* **DIRECTION**:
Copy all of the records below, reproducing every line character for character.

Records for outline labeling
(begin)
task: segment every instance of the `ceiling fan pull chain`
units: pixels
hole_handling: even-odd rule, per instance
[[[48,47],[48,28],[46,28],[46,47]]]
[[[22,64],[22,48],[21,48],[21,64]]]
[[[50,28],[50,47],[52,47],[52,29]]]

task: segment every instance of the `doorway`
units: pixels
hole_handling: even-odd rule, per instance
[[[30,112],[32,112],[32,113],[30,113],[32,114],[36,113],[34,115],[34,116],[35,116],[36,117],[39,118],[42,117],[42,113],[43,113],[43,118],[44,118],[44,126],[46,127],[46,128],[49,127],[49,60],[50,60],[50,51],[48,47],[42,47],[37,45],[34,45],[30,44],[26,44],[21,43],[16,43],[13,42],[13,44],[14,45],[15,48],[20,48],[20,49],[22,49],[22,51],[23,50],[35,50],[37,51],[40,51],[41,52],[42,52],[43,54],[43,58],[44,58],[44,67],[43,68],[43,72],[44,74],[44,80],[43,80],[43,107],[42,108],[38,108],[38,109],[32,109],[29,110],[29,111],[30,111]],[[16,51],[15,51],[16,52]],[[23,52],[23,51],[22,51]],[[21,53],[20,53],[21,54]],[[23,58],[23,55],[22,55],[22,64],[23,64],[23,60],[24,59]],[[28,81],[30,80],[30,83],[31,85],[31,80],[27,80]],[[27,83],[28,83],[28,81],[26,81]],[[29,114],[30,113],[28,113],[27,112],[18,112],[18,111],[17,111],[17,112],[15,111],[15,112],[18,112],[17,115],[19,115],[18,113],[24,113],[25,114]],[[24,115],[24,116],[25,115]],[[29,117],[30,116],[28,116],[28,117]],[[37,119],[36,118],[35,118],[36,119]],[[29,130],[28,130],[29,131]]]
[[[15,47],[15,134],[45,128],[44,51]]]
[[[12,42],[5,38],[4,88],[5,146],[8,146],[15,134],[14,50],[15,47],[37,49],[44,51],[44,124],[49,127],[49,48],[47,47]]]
(end)
* **OUTPUT OF THE EXERCISE**:
task: segment every instance of the `ceiling fan pull chain`
units: pixels
hole_handling: even-odd rule, per instance
[[[48,47],[48,28],[46,28],[46,47]]]
[[[22,64],[22,48],[21,48],[21,64]]]
[[[50,28],[50,47],[52,47],[52,29]]]

task: segment every instance of the `doorway`
units: pixels
hole_handling: even-odd rule, per instance
[[[30,112],[32,112],[32,113],[30,113],[32,114],[36,113],[34,115],[34,116],[35,116],[36,117],[39,118],[42,117],[42,113],[43,113],[43,118],[44,118],[44,126],[46,127],[46,128],[49,127],[49,60],[50,60],[50,51],[48,47],[42,47],[37,45],[34,45],[30,44],[26,44],[21,43],[16,43],[13,42],[13,44],[14,45],[15,48],[20,48],[20,49],[22,49],[22,51],[23,50],[35,50],[37,51],[40,51],[41,52],[42,52],[43,54],[43,58],[44,58],[44,67],[43,68],[43,72],[44,74],[44,80],[43,80],[43,107],[42,108],[38,108],[38,109],[32,109],[29,110],[29,111],[30,111]],[[16,51],[15,51],[16,52]],[[23,52],[23,51],[22,51]],[[21,53],[20,53],[21,54]],[[23,58],[23,55],[22,55],[22,64],[23,64],[23,60],[24,59]],[[28,81],[30,80],[30,83],[31,85],[31,80],[27,80]],[[27,83],[28,83],[28,81],[26,81]],[[29,114],[30,113],[28,113],[27,112],[18,112],[18,111],[17,111],[17,112],[15,111],[15,112],[18,112],[17,115],[19,115],[18,113],[24,113],[25,114]],[[24,115],[24,116],[25,115]],[[29,117],[30,116],[28,116],[28,117]],[[37,119],[36,118],[35,118],[36,119]],[[29,130],[28,130],[29,131]]]
[[[15,47],[15,134],[45,128],[44,51]]]
[[[12,42],[5,38],[4,88],[5,146],[8,146],[15,134],[14,50],[15,47],[37,49],[44,51],[44,124],[49,127],[49,48],[47,47]]]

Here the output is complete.